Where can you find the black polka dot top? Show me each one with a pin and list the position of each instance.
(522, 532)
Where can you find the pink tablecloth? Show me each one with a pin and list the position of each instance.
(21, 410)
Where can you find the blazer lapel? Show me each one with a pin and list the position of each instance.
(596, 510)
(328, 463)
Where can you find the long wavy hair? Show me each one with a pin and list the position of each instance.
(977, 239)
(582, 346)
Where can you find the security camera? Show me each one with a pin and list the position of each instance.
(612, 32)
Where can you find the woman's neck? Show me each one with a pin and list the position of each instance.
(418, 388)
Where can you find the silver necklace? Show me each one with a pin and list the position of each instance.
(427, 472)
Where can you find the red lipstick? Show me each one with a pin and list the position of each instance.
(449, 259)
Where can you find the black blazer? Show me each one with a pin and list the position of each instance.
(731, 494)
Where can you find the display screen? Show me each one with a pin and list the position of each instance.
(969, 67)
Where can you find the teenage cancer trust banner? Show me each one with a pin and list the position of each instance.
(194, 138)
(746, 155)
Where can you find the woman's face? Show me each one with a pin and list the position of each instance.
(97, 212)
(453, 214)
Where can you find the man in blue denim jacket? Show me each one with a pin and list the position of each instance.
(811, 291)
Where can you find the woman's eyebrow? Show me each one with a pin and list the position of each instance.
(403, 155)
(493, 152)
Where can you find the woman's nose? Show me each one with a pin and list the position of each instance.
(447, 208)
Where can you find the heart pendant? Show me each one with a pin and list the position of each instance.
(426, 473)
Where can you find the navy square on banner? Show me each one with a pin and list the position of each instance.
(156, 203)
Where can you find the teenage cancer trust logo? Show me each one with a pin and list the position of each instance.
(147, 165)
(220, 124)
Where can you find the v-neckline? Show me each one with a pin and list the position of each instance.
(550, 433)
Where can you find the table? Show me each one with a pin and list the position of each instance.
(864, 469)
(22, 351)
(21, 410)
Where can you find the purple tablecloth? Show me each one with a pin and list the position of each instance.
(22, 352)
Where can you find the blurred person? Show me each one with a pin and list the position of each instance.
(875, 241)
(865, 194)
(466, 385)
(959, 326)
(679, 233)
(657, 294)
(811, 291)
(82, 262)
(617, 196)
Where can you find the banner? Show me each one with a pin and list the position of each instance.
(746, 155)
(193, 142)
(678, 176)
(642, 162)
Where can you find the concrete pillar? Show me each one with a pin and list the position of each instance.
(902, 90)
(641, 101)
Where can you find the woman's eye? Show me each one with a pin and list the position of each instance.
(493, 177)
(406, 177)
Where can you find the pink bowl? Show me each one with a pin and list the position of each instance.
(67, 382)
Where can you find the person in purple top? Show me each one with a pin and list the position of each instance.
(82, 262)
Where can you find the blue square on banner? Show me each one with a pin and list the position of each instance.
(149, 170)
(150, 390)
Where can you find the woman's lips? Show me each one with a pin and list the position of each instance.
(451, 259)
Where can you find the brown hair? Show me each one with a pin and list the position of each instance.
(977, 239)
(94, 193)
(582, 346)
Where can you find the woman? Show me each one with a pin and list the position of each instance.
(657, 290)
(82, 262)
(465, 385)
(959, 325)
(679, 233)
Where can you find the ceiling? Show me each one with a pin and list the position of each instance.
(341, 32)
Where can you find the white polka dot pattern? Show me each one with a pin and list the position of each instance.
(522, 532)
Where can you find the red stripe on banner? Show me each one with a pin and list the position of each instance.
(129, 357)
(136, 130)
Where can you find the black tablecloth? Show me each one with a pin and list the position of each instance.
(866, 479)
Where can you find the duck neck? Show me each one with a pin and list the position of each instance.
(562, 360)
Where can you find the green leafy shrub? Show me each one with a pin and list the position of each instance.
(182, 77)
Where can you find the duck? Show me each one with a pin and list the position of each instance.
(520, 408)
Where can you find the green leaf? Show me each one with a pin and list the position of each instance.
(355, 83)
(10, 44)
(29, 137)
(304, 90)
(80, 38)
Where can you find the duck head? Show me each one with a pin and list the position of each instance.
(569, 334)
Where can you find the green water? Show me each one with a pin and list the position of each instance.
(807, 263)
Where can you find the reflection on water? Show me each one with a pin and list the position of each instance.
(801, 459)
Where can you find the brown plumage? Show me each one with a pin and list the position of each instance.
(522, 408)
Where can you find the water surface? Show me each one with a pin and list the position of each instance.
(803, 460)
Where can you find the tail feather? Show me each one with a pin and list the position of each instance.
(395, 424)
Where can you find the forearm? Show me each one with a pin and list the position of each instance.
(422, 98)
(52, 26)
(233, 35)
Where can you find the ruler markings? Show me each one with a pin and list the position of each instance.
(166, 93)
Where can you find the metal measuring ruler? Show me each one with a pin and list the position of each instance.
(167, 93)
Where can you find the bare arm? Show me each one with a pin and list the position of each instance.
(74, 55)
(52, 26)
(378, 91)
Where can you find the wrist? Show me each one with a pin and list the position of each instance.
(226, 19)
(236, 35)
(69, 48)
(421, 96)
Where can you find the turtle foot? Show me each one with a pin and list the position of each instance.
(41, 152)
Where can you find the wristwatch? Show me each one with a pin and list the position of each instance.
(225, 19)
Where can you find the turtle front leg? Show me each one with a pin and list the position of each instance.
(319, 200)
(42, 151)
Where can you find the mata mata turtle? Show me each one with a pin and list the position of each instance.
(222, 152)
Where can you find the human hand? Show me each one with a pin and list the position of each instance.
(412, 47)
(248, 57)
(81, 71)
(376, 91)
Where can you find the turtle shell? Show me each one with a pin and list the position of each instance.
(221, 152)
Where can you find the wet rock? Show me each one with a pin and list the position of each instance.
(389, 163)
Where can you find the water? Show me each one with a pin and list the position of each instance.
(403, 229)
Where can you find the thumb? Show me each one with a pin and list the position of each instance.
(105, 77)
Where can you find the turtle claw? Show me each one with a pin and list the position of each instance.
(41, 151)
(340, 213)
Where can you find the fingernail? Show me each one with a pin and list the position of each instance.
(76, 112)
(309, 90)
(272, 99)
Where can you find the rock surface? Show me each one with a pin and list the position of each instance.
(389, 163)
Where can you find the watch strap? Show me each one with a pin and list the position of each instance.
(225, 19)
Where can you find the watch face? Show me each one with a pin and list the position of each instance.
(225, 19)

============

Exercise description:
The required output is the span of lines from the one containing "Where can you find the wrist?" to the last line, reproduced character for character.

Answer to the exercise:
Where can you find the wrist? Show me each one with a pin and list the position of each instance.
(226, 19)
(236, 35)
(69, 48)
(421, 96)
Where can you find the turtle foot? Show me each one with a pin and list the position of each instance.
(41, 152)
Where can you find the wristwatch? Show me each one with a pin and list the position of each instance.
(225, 19)
Where can you find the turtle front leg? Show me each one with a pin and list the position of each instance.
(319, 200)
(42, 151)
Where can you find the mata mata turtle? Show me each one with a pin and list the position of each instance.
(222, 152)
Where can you find the human hand? Show me each one with a pin and list the position of each instance.
(412, 47)
(248, 57)
(81, 71)
(376, 91)
Where can you find the turtle shell? Show me each one with a pin and list the position of each instance.
(221, 152)
Where can you find the wet rock? Show me each one with a pin and list the position of each instance.
(389, 163)
Where can you find the water? Show me each one with a pin and list the position of each instance.
(403, 229)
Where can you find the thumb? Show me each one with a pin and list the position of each instance.
(105, 77)
Where can you find the turtle claw? Show me each one with a pin and list the position of each instance.
(41, 151)
(340, 213)
Where can you find the fingernail? Show me each one with a pin and list the position of each instance.
(76, 112)
(309, 90)
(272, 99)
Where can you find the rock surface? Show me each one with a pin and list the position of each instance.
(389, 163)
Where can you find the watch strap? Show me each one with a pin and list the position of each instance.
(225, 19)
Where can you find the watch face? Show me each one with a pin and list the position of each instance.
(225, 19)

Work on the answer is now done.